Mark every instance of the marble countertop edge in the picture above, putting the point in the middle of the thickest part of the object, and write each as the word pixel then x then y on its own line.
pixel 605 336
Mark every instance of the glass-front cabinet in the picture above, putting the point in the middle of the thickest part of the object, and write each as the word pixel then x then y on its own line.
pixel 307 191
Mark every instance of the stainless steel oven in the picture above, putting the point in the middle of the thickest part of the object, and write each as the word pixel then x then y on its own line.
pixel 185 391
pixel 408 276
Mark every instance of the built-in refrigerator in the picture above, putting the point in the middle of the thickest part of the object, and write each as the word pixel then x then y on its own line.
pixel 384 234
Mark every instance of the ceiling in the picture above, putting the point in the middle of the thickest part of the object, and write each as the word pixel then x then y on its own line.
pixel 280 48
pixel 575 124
**********
DESCRIPTION OF THE TASK
Could you output every line of the records above as a numbered list, leaving out any blank lines?

COMPLETE RESPONSE
1. Mark every instance of the marble countertop edge in the picture above, putting the point in the middle of the thickest part of the object, and write each as the word pixel then x then y on its own line.
2. pixel 605 336
3. Mark every instance of the glass-front cabinet in the picture above, putting the point in the middle of the thickest part of the object, and write each as the word pixel then x then y on its own line.
4. pixel 307 191
5. Mark every instance of the stainless steel oven in the picture above, putting the point in the middle of the thickest part of the object, and write each as the word pixel then x then y on its own line.
6. pixel 185 391
7. pixel 408 276
8. Mark every instance of the built-in refrigerator in the picture above, putting the point in the middle of the thickest part of the object, and write each as the word pixel then x then y on its own line.
9. pixel 384 234
10. Mark every instance of the ceiling in the picture above, putting the point in the middle of the thickest part of the object, and write each as the word pixel then x then y on its own line.
11. pixel 280 48
12. pixel 575 124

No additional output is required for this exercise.